## PROBLEM REQUIREMENTS
All of the data below is to be copied again without changes.

-------- MATERIAL TO PROCESS --------

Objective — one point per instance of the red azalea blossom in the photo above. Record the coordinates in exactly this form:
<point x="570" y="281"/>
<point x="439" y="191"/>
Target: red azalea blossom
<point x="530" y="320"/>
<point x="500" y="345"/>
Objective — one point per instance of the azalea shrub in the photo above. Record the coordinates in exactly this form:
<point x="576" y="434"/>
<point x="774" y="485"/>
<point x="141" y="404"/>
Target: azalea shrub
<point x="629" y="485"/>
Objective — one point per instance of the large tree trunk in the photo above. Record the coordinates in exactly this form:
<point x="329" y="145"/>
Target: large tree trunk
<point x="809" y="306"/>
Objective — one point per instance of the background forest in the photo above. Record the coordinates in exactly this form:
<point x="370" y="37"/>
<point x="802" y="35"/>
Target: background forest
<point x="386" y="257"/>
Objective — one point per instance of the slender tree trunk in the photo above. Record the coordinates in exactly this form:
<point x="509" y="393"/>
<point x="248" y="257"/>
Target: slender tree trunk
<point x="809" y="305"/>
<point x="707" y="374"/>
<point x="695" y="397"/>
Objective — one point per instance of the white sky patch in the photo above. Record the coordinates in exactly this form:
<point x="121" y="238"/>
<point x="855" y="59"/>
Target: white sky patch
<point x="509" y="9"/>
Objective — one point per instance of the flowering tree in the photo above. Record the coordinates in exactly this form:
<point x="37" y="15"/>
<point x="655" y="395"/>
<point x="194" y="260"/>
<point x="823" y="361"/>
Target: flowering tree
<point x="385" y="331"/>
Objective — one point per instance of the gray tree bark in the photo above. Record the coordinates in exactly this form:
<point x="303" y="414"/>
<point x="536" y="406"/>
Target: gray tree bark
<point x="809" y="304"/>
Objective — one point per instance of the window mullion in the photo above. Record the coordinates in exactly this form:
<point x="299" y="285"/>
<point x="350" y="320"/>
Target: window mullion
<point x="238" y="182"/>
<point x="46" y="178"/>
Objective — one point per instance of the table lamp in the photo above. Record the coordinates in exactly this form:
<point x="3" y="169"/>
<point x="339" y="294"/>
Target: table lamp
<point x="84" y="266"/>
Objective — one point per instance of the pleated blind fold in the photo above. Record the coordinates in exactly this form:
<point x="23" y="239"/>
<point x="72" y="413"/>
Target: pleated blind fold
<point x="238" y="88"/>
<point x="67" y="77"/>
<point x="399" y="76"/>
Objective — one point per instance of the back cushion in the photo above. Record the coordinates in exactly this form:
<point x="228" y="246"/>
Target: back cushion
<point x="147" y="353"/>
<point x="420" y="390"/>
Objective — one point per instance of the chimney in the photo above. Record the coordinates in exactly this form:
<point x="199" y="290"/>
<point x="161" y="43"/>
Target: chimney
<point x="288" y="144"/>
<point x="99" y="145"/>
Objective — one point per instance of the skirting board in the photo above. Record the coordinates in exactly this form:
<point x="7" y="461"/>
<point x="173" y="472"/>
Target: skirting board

--------

## TASK OUTPUT
Objective — one point per instance of the red azalea blossom in the photo above. Record the coordinates in exactly this form:
<point x="570" y="281"/>
<point x="439" y="191"/>
Target: red azalea blossom
<point x="530" y="320"/>
<point x="500" y="345"/>
Objective — one point per instance of the azalea shrub in the photo above. Record the coordinates in exactly this form:
<point x="576" y="434"/>
<point x="774" y="485"/>
<point x="141" y="404"/>
Target: azalea shrub
<point x="629" y="485"/>
Objective — one point per instance of the large tree trunk in the photo above. Record the coordinates in exactly this form:
<point x="329" y="145"/>
Target: large tree trunk
<point x="809" y="306"/>
Objective — one point per instance of the background forest in the photo above. Record the coordinates in exactly this form:
<point x="370" y="37"/>
<point x="802" y="35"/>
Target: background forest
<point x="386" y="257"/>
Objective — one point per instance of the slender tree trunk in the photo above. Record the coordinates in exactly this form:
<point x="509" y="393"/>
<point x="248" y="257"/>
Target: slender tree trunk
<point x="809" y="305"/>
<point x="707" y="374"/>
<point x="695" y="397"/>
Objective — one point per instance of the white sky patch in the photo above. Record the coordinates in exactly this form:
<point x="121" y="238"/>
<point x="855" y="59"/>
Target: white sky patch
<point x="509" y="9"/>
Objective — one point per instance of the flowering tree in the photo above. Record the coordinates in exactly this form:
<point x="37" y="15"/>
<point x="655" y="395"/>
<point x="194" y="260"/>
<point x="823" y="361"/>
Target: flowering tree
<point x="385" y="331"/>
Objective — one point per instance of the gray tree bark in the photo above. Record the coordinates in exactly this form:
<point x="303" y="414"/>
<point x="536" y="406"/>
Target: gray tree bark
<point x="809" y="304"/>
Objective — one point per instance of the window mullion in the photo above. Record the coordinates in exactly this form:
<point x="299" y="285"/>
<point x="350" y="320"/>
Target: window mullion
<point x="238" y="182"/>
<point x="46" y="178"/>
Objective — one point per instance of the table lamp in the photo above. Record the coordinates in exactly this form:
<point x="3" y="169"/>
<point x="339" y="294"/>
Target: table lamp
<point x="84" y="266"/>
Objective — one point per instance of the pleated blind fold in the photo above. Record the coordinates in exactly this form:
<point x="23" y="239"/>
<point x="72" y="413"/>
Target: pleated blind fold
<point x="238" y="88"/>
<point x="67" y="77"/>
<point x="399" y="76"/>
Objective — one point per instance of the back cushion in the photo above. Record the coordinates in exactly this form:
<point x="228" y="246"/>
Target: back cushion
<point x="147" y="353"/>
<point x="420" y="390"/>
Objective — one point per instance of the chimney in the photo above. Record the coordinates in exactly this form:
<point x="199" y="290"/>
<point x="161" y="43"/>
Target: chimney
<point x="288" y="144"/>
<point x="99" y="145"/>
Objective — one point per instance of the skirting board in the photo above. Record the coordinates in exactly this form:
<point x="7" y="461"/>
<point x="173" y="472"/>
Target: skirting board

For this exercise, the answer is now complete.